## Begin Supplied information

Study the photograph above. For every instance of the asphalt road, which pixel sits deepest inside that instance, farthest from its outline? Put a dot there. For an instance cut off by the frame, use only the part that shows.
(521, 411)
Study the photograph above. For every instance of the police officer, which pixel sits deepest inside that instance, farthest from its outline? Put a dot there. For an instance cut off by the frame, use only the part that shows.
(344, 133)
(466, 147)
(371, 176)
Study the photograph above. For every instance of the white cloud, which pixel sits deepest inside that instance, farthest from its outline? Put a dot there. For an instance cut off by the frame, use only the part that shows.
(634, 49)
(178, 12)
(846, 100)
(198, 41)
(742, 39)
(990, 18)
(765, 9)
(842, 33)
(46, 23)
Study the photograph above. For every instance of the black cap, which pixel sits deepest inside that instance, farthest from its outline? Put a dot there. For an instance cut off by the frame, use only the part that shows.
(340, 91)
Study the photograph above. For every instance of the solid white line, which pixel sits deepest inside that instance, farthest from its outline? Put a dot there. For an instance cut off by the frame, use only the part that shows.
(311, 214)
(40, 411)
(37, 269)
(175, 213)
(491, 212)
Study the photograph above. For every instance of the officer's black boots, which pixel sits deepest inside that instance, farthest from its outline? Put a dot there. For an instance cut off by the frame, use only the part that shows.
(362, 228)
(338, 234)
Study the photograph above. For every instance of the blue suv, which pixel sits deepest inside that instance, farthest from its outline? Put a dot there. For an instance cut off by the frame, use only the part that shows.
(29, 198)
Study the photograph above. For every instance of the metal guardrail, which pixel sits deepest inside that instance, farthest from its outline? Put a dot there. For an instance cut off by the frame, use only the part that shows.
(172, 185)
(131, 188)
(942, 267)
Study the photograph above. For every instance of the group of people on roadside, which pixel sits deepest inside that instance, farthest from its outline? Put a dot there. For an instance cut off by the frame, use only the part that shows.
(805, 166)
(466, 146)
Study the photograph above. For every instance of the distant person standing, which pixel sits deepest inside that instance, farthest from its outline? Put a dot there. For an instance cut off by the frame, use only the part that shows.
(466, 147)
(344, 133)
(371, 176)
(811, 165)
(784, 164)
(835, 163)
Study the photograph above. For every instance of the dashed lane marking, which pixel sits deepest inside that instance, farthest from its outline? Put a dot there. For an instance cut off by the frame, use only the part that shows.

## End Supplied information

Exercise instructions. Rewrite every line from the one containing "Study the photograph above. For every instance of the officer's" through the end of the entries, requests included. Multiply each coordinate in the answers by 1.65 and round it to a whole number, rounding halves up; leave the requests unchanged.

Complete response.
Study the photograph above. For every instance of the officer's black boots, which pixel sits deepest inside that instance, farthest from its outline? Put a dot there. For an instance cut off by the frame, use only the part that shows.
(597, 376)
(558, 386)
Study the photograph above. For every instance of the blue suv, which pixel sits deepest inside that instance, farthest from its outline? Put a dot there. For an instance cut off by the frame, use only the part that shows.
(48, 327)
Study the photograph above. For every instance of the metal guardrail, which pixel sits deepest inside that instance, farthest from its outline? Put a dot there. For an instance cut off by the frame, use only the part that shows.
(284, 305)
(216, 310)
(1554, 441)
Study the photograph above. For every instance of the group of people on roadside, which pixel sits deepest inside that instance, farthest from its outline? Put a dot there. For an instance cut off by the frame, use only the part that shows.
(1328, 274)
(769, 241)
Study the photograph above. For every instance of the distant person standing, which pixel sits deepest inside that instance, farthest from its outline? Put a dot there. For an instance cut off by the frame, use only the part that shows.
(769, 243)
(568, 219)
(612, 290)
(1338, 272)
(1294, 271)
(1378, 269)
Study the photograph above. For every instance of the dashed lane marking, which pixel sits deepest inside that instance, farthest from its outline? Put a dot there. For an instance cut off by the frame, use only the part that shows.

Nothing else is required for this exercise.